REQUIRED WORK —
Will you quote only the lines starting at the one that contains "Where can the orange logo on shirt" and ending with the last line of the listing below, inclusive?

-- start of GIVEN DATA --

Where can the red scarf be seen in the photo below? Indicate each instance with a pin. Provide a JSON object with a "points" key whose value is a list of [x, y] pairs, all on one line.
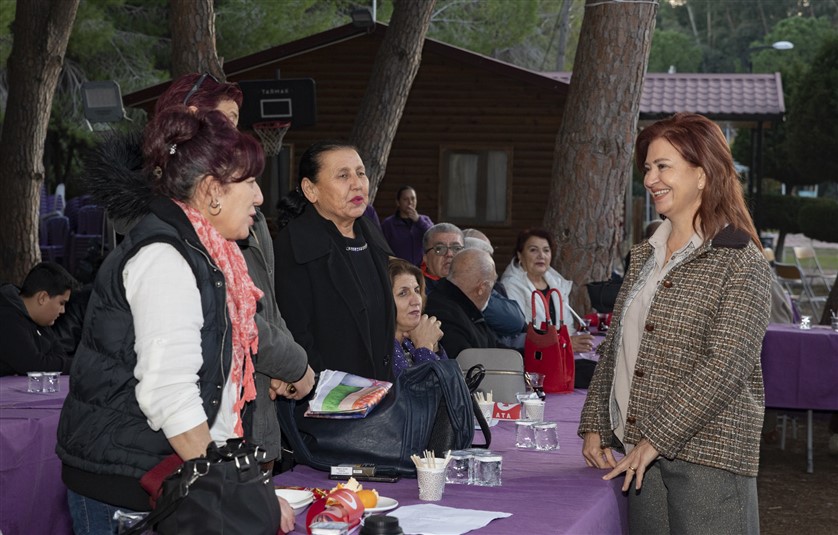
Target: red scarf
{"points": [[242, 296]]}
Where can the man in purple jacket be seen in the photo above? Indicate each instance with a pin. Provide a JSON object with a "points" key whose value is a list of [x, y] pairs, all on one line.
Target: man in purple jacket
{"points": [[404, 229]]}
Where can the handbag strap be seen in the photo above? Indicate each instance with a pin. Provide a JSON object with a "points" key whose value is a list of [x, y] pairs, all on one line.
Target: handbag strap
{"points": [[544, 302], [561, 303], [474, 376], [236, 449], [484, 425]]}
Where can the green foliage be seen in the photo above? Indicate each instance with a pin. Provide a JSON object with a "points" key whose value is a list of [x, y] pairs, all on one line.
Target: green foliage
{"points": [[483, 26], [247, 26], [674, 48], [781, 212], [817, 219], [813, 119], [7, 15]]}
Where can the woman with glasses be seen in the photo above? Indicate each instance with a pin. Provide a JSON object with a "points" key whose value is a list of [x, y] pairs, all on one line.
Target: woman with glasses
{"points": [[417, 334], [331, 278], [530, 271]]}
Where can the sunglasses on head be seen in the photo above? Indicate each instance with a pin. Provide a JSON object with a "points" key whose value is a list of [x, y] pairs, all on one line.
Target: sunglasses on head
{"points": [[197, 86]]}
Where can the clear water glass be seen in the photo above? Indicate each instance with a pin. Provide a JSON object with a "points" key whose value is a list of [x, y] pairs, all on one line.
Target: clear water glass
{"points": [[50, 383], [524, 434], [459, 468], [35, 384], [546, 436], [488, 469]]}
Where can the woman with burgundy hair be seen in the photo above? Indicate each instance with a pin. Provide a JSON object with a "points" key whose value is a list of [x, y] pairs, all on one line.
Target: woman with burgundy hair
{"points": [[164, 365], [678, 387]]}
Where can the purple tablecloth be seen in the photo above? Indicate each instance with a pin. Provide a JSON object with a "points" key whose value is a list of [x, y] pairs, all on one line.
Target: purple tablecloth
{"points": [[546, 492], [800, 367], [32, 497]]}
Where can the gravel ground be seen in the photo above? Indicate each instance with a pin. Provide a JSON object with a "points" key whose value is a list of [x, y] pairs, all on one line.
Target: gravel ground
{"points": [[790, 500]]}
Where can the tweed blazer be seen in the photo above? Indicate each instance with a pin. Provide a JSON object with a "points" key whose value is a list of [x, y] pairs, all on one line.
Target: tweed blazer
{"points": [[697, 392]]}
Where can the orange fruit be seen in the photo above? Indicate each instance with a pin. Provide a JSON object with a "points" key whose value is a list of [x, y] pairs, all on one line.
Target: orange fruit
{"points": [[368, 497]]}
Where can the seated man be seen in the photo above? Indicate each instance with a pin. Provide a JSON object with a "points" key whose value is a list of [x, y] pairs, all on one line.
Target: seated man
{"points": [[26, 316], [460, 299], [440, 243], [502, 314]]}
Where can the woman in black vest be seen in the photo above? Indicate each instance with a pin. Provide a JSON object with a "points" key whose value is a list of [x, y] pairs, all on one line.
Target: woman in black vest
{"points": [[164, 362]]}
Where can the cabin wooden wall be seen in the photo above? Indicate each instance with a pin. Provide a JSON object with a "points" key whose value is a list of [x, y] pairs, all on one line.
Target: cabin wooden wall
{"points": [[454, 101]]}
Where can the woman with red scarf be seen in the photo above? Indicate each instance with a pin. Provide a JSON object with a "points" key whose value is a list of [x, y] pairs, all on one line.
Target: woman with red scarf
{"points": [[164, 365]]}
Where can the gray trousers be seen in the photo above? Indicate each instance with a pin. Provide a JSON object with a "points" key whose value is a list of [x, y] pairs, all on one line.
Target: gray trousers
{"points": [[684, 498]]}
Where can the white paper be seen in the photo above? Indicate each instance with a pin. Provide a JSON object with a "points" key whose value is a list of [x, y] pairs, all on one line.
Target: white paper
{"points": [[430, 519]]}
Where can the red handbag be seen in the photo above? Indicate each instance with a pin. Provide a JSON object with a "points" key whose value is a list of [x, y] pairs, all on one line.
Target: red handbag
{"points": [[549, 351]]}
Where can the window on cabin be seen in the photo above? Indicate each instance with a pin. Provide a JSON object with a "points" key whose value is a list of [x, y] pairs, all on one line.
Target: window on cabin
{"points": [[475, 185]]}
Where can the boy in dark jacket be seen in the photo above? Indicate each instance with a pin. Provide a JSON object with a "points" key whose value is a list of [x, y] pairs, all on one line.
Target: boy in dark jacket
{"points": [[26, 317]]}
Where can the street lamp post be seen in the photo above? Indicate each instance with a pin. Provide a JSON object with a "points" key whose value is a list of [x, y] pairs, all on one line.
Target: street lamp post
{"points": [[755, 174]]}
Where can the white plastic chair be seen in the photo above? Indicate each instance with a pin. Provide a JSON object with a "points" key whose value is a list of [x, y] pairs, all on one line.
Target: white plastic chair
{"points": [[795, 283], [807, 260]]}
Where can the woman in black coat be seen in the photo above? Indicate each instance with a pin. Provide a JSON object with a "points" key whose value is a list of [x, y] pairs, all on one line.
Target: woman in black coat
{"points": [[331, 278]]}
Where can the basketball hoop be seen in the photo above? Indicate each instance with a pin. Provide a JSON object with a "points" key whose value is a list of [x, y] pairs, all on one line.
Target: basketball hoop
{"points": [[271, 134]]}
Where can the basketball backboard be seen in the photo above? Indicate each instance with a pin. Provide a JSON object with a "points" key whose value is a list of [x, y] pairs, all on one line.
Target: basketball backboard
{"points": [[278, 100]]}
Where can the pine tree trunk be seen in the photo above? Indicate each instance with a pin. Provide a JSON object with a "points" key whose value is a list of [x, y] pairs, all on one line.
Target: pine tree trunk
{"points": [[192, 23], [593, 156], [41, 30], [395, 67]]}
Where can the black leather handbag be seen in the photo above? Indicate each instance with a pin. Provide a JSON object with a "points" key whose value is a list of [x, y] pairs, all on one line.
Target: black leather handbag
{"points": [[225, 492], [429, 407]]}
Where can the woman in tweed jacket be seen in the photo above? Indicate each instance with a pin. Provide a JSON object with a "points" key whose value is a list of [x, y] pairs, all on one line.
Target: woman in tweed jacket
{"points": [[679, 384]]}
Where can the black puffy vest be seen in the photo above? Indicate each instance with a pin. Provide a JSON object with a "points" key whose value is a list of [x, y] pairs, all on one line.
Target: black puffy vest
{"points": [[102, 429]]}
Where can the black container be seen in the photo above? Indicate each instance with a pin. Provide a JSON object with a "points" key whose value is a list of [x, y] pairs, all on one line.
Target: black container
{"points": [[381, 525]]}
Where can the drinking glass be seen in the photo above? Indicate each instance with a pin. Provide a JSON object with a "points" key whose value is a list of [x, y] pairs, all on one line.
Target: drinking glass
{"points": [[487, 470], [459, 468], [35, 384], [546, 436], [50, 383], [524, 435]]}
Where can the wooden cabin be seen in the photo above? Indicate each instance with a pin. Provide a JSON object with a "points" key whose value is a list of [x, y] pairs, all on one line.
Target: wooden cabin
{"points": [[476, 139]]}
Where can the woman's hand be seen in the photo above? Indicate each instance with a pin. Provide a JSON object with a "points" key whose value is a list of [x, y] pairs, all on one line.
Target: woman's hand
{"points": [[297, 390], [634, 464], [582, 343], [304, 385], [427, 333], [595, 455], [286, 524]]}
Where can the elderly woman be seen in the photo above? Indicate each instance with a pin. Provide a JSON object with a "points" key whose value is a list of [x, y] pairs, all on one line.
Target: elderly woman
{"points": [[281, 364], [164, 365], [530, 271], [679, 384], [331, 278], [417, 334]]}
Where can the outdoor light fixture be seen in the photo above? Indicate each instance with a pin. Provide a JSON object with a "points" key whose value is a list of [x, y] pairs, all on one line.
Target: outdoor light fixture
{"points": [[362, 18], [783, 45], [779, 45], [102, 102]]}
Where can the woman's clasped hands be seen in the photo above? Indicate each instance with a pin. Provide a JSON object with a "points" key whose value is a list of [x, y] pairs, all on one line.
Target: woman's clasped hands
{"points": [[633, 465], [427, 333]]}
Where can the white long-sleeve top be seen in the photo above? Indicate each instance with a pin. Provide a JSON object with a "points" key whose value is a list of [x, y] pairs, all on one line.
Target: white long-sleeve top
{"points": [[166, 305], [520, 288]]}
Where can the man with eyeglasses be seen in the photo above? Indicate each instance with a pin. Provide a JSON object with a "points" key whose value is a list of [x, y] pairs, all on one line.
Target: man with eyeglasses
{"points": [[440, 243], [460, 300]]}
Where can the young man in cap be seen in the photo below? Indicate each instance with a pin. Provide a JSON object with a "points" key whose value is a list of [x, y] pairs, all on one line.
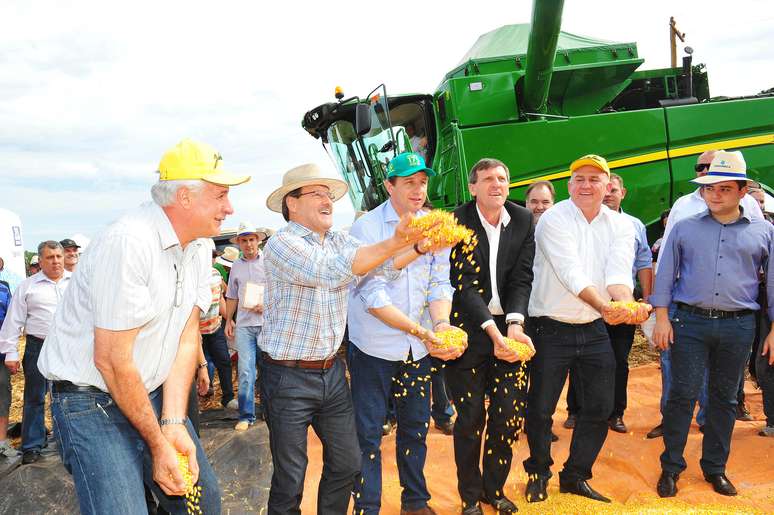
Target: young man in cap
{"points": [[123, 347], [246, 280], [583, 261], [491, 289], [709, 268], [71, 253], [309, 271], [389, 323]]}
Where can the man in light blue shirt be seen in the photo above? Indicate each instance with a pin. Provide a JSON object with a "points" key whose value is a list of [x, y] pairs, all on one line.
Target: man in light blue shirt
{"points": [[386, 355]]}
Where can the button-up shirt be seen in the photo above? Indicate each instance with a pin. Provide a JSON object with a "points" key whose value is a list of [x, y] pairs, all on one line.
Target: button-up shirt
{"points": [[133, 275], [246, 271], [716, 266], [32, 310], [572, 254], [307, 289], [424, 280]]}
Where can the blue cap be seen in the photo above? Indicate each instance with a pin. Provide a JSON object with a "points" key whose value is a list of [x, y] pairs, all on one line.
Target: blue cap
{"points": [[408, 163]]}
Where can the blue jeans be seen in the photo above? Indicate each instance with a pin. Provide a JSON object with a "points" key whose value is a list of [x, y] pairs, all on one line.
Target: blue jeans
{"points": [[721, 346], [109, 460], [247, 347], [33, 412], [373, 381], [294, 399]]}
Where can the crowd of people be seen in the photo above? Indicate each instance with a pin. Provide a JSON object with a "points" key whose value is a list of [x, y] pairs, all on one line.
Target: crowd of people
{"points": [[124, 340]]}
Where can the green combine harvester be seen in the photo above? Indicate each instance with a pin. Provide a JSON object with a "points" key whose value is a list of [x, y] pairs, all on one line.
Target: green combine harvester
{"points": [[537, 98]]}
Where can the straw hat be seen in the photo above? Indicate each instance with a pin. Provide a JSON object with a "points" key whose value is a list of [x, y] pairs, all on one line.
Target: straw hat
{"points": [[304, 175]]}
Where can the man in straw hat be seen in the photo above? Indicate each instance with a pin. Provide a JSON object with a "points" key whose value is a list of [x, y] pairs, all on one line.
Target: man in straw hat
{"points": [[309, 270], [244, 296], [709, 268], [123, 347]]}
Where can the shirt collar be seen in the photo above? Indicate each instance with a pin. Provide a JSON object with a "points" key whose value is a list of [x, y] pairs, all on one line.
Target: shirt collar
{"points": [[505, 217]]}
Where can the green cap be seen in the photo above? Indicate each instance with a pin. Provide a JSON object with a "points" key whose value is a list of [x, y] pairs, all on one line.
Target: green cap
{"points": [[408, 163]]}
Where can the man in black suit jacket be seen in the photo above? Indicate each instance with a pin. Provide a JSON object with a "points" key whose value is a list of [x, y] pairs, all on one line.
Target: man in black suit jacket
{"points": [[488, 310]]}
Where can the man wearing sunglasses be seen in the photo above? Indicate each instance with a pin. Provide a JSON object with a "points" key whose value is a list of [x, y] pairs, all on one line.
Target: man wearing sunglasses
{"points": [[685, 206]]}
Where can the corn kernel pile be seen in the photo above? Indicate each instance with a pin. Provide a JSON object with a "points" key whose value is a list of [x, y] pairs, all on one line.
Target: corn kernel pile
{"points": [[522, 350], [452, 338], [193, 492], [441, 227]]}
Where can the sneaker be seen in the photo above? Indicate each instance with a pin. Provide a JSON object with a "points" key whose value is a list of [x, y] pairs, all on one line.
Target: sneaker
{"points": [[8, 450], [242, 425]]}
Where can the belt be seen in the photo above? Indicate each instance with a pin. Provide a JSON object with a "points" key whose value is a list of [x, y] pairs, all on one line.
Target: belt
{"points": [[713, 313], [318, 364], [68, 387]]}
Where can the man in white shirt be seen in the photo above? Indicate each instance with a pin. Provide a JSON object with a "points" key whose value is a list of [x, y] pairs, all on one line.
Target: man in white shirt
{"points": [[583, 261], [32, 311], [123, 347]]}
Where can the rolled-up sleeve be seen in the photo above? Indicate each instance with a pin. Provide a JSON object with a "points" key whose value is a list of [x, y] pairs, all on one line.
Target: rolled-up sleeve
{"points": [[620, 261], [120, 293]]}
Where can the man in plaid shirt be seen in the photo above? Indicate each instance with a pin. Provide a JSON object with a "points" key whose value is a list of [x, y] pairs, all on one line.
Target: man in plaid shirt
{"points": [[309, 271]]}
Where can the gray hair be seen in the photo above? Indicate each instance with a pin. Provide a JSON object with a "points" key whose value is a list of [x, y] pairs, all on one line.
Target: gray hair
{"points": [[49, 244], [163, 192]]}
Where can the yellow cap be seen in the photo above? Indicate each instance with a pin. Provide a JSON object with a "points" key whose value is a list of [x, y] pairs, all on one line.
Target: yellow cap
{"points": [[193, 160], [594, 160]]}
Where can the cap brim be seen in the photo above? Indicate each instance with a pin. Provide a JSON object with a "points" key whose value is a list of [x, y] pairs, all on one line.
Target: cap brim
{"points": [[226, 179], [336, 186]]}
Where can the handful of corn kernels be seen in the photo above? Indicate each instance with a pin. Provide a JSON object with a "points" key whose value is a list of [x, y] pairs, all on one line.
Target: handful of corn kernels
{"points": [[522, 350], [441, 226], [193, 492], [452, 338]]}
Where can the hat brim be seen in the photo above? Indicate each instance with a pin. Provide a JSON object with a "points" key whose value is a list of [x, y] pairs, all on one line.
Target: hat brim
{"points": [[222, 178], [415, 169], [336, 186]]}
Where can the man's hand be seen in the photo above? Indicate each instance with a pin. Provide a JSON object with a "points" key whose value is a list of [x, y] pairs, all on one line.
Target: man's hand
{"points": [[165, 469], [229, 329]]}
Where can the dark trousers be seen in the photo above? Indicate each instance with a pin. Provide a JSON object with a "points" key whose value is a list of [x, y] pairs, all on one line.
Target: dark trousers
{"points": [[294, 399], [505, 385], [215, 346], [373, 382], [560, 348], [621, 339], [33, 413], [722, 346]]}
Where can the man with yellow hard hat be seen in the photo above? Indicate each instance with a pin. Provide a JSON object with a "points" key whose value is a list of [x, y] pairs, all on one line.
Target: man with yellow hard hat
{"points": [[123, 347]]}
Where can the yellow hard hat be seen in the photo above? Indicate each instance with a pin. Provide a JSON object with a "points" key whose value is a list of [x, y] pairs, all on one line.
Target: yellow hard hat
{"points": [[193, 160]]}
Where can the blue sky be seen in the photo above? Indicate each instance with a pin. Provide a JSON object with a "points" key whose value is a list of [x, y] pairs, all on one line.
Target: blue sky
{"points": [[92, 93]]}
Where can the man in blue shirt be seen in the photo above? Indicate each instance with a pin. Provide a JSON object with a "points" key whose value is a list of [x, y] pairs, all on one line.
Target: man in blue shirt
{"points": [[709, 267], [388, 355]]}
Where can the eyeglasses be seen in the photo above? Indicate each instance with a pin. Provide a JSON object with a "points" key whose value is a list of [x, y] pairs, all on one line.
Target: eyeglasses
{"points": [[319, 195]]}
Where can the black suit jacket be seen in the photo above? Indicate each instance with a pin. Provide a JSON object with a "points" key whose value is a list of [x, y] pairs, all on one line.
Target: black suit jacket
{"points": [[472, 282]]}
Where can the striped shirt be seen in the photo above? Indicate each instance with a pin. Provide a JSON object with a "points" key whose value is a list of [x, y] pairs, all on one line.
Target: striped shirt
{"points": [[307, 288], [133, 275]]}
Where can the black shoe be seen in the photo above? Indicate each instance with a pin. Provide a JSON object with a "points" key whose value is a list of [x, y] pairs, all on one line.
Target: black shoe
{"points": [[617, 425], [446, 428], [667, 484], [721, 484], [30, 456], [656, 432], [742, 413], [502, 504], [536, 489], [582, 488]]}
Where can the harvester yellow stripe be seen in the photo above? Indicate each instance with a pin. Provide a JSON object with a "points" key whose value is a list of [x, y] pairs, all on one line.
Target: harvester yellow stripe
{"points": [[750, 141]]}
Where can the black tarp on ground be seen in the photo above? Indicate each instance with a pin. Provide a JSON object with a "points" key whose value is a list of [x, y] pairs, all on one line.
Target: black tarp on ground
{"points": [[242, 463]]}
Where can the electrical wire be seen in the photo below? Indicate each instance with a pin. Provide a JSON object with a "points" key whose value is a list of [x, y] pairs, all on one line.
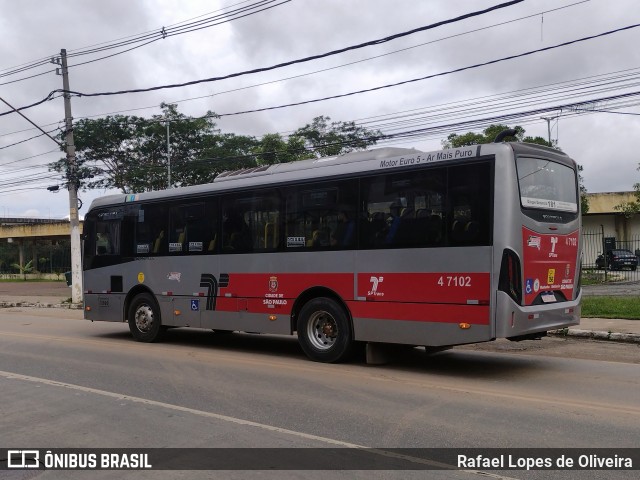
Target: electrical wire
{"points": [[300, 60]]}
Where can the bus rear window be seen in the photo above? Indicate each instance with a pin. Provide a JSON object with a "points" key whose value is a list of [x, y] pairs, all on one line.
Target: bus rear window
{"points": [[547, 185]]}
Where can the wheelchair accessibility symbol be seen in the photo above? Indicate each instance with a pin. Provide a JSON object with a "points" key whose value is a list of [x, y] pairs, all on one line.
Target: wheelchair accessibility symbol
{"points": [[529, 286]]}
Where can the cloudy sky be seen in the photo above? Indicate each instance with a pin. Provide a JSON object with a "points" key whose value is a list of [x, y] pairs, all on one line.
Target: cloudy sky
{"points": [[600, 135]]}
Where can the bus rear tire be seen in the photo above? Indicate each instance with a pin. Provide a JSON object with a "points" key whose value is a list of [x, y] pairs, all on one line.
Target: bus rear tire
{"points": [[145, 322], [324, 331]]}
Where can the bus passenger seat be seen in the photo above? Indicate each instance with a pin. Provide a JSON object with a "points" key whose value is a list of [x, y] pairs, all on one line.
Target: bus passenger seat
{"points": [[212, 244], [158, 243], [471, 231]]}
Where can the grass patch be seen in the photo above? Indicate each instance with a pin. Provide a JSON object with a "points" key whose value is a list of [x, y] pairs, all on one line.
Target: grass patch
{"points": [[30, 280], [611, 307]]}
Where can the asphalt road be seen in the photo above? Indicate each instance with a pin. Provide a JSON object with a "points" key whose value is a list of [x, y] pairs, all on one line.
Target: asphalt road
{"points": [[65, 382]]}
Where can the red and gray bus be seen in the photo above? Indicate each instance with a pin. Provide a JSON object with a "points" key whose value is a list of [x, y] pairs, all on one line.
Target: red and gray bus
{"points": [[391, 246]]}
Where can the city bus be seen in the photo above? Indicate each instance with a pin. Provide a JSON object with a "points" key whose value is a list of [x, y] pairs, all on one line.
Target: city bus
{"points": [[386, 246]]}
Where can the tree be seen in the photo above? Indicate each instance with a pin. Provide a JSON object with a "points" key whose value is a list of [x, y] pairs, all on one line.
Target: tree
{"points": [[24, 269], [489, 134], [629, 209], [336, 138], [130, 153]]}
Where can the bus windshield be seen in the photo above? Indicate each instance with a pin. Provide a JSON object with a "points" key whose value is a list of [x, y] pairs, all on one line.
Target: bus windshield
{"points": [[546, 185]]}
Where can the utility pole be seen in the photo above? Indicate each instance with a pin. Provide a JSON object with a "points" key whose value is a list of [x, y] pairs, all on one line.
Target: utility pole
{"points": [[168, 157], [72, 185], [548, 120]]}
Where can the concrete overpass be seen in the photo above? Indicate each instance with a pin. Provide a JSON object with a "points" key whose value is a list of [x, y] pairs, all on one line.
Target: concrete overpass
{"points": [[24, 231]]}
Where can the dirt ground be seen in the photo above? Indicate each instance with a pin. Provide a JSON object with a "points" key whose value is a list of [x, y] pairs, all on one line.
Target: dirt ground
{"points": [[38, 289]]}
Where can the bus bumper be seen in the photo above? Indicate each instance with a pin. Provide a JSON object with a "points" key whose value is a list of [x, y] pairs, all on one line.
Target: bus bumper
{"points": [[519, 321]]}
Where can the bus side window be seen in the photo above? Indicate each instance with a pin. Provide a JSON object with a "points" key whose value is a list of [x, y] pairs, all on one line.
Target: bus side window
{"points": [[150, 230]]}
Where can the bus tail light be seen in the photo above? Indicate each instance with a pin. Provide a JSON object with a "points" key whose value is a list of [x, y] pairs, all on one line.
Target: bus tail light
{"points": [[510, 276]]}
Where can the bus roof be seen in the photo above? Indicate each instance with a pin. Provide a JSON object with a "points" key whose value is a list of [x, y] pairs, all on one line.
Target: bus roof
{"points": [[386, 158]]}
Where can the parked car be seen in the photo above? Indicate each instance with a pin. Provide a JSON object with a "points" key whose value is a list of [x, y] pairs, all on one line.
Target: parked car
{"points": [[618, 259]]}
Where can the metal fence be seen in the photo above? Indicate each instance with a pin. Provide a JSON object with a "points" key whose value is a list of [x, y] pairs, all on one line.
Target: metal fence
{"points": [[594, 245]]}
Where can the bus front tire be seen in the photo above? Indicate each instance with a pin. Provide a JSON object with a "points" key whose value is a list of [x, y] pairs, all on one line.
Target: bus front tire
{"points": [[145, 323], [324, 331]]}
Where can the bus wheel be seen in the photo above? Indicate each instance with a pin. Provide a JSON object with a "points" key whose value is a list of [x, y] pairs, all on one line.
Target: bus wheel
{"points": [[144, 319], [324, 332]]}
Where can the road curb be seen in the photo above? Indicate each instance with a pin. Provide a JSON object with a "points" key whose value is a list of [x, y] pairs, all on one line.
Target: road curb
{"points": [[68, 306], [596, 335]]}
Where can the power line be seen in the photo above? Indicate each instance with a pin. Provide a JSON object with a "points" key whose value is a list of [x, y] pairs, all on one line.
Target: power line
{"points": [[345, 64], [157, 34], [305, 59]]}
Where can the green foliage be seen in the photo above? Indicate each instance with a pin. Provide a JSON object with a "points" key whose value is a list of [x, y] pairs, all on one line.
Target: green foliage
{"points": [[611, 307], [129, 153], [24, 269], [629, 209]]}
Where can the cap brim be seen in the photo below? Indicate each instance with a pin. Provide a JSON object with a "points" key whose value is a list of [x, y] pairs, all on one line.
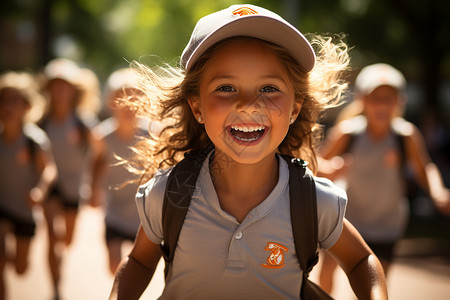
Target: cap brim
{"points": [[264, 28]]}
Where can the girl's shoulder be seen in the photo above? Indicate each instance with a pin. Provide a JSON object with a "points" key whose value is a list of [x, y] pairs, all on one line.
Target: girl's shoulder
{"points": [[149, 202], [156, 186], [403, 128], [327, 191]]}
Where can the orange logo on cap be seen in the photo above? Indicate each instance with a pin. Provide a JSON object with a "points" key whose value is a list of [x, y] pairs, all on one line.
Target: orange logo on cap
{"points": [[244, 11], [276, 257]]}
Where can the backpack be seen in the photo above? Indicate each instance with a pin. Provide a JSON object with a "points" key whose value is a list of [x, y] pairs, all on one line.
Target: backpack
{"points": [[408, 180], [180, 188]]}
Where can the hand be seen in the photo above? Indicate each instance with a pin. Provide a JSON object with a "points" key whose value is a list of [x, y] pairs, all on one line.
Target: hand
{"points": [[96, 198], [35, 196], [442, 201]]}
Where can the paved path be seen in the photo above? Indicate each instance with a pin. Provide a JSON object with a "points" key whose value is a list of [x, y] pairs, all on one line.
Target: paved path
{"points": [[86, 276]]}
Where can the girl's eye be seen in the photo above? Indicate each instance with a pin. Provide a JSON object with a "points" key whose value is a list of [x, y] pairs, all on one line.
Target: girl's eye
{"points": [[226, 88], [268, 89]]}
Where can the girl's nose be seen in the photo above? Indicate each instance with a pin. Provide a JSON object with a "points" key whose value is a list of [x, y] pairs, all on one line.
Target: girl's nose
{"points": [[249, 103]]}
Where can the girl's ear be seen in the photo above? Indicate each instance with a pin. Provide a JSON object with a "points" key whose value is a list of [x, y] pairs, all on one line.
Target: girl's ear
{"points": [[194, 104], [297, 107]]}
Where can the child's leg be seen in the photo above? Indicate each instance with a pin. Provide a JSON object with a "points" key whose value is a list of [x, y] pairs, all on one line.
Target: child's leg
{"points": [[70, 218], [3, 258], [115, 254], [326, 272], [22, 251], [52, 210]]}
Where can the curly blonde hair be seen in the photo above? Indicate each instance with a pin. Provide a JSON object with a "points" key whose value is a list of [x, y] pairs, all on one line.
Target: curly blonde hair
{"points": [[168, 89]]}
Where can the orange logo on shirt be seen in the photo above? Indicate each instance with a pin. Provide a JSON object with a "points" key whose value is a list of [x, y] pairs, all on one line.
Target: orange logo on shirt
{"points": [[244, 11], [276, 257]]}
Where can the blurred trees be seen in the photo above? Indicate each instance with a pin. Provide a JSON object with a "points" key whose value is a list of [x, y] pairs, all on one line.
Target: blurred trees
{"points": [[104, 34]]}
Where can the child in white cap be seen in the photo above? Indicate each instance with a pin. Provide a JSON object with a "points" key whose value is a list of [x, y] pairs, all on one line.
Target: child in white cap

-- end of GIVEN DATA --

EXPECTED ANSWER —
Where can the orange logo on shirt be seen in the photo above? Indicate each instance with a pin. Provide a JSON object with a "points" key whose value is a list of [x, y] pairs, all on one line.
Target: orange logo on shirt
{"points": [[244, 11], [276, 257]]}
Where can the blurred trees be seen in the photo above? Indicate each instance with a pin. Provide a JSON object with a "points" key whose value is a list of [x, y] pairs, all on one line.
Target: blurred trees
{"points": [[104, 34]]}
Where can the child in white cap be seen in the photo above? Indicate each instance with a pin. Provide a JSON object with a "points" key whose value is a list of [x, y] pairs, all on one line.
Target: child in white cap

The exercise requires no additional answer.